● TASK PROMPT:
Begin at the line that has "Thanks in advance for your help! Please find the cobblestone" and stop after the line that has "[965,270,1000,366]". Write those lines of the material out again, requests included, offsetting each bounding box coordinate by adding 108, and give nothing else.

[Records drawn from a data source]
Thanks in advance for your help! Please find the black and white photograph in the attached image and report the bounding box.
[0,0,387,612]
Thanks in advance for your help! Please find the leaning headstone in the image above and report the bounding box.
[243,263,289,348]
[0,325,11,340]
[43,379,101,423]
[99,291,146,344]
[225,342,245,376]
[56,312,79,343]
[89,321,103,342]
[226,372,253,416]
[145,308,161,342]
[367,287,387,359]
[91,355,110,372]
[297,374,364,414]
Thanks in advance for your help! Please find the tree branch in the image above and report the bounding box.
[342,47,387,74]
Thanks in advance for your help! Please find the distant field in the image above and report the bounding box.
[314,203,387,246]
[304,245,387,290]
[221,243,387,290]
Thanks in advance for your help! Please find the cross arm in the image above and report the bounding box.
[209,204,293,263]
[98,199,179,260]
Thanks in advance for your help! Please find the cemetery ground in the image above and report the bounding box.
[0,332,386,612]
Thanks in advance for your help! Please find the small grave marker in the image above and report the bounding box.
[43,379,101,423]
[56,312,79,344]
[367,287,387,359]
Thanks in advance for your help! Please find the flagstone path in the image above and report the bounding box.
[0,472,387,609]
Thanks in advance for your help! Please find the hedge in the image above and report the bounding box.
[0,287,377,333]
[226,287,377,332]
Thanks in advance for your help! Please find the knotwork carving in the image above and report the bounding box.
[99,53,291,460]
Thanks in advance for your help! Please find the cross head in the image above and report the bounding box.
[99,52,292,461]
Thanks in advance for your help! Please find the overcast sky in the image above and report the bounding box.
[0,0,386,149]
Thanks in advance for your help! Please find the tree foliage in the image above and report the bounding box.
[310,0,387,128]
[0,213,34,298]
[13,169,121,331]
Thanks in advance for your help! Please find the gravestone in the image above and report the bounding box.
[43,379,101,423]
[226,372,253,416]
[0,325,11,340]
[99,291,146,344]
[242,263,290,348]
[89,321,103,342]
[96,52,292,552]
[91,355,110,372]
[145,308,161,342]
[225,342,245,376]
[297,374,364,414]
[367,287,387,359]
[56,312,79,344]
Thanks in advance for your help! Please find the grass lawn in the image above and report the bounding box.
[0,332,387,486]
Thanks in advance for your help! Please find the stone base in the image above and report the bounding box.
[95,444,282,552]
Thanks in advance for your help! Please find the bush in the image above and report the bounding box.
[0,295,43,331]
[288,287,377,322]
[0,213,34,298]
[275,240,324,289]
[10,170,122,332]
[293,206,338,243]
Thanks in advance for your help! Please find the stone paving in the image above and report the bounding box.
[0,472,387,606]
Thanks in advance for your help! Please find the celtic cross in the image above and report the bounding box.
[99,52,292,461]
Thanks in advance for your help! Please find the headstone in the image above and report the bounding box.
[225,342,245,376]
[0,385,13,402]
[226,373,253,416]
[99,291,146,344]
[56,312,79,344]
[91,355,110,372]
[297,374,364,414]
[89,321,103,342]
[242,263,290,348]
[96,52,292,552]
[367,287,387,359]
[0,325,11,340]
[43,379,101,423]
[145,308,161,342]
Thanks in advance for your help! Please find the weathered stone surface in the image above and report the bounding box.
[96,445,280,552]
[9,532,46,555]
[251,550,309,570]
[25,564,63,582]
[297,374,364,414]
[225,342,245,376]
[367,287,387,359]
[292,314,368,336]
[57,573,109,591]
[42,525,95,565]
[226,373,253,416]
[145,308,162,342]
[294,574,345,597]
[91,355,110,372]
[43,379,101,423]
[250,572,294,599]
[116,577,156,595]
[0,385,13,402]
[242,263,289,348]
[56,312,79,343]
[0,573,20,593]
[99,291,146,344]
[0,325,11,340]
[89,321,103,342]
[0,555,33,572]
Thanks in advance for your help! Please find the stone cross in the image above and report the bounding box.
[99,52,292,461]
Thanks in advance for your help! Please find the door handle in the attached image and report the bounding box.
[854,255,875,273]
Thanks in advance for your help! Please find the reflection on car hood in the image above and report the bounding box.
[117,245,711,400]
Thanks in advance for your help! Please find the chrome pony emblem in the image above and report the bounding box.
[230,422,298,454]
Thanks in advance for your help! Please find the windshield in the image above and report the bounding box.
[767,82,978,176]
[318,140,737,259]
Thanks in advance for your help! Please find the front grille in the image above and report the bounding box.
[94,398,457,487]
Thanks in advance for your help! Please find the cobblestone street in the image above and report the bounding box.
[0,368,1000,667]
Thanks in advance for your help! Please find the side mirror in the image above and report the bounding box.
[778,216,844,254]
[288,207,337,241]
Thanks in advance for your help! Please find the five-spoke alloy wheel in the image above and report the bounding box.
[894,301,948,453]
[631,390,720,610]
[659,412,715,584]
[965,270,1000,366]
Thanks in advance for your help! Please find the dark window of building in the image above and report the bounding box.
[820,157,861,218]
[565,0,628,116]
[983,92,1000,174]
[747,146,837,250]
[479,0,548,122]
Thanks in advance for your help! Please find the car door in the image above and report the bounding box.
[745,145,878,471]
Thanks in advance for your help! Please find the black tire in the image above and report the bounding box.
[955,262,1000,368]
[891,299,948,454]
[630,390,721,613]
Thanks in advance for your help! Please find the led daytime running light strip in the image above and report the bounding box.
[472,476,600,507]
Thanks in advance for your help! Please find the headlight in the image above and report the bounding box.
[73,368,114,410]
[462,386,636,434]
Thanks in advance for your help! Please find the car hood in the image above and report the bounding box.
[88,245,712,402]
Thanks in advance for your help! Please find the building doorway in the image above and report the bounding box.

● CORRECT RESULT:
Thanks in advance for your help! Please find the cobblestone street in the image above and report the bounding box.
[108,476,1108,775]
Thanks in advance for your help! Please find the side mirror in the image above and report the bounding box.
[886,324,952,362]
[396,315,445,349]
Thanks in advance for your help! Please find the five-spoke alloy wheel in the image above and report the bounding box.
[1002,409,1056,561]
[739,498,828,718]
[767,520,823,692]
[1073,378,1108,474]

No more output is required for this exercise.